Excerpted data START

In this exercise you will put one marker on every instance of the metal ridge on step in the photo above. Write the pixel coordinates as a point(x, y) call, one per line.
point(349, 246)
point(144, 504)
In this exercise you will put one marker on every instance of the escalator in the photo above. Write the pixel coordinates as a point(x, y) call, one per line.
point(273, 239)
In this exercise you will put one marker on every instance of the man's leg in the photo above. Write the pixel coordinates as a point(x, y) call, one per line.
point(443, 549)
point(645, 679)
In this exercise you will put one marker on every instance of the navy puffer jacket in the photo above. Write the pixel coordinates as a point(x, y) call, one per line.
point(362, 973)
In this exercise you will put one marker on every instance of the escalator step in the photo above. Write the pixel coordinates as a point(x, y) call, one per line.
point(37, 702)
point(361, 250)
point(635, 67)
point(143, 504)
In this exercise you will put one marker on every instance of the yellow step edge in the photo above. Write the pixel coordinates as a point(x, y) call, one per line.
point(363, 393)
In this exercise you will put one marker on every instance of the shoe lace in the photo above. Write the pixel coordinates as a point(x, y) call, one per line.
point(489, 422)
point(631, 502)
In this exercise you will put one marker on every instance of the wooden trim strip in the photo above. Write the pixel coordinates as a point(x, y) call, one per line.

Excerpted data END

What you have to do => Set down all of the data above again, exactly.

Response area =>
In this exercise you will put one marker on every instance of the metal ridge on step in the photo above. Write the pixel coordinates as a point(x, y) call, one per line.
point(349, 246)
point(144, 504)
In this exercise you will put one marker on every instance of the escalator in the photo above. Write the pixel coordinates as a point(x, y) call, one per line.
point(273, 239)
In this exercise you will put one marker on every instance of the man's leg in the photo above. Write the pixel coordinates as a point(x, y) call, one per line.
point(443, 549)
point(645, 679)
In this exercise you will put one marker on every instance of the navy puffer jacket in the photo above. Write the pixel coordinates as a point(x, y) call, one per line.
point(362, 973)
In this exercise you will put one marker on every instance of the escalator step in the photo above. Write the pixel coordinates as a point(x, y) call, one per line.
point(37, 702)
point(361, 250)
point(635, 67)
point(143, 504)
In this exercise you will put one marker on every instance of the yellow step edge in the photo above. Write the pixel coordinates as a point(x, y) call, one per line.
point(363, 393)
In this exercise you will put one marker on every instance of the shoe lace in the photo above. Write the pixel coordinates as a point(x, y) call, one per line.
point(489, 422)
point(631, 502)
In this exercise you will put one marker on every instance of the wooden trim strip in the photo above. Write the pixel coordinates as a point(x, y) call, one per line.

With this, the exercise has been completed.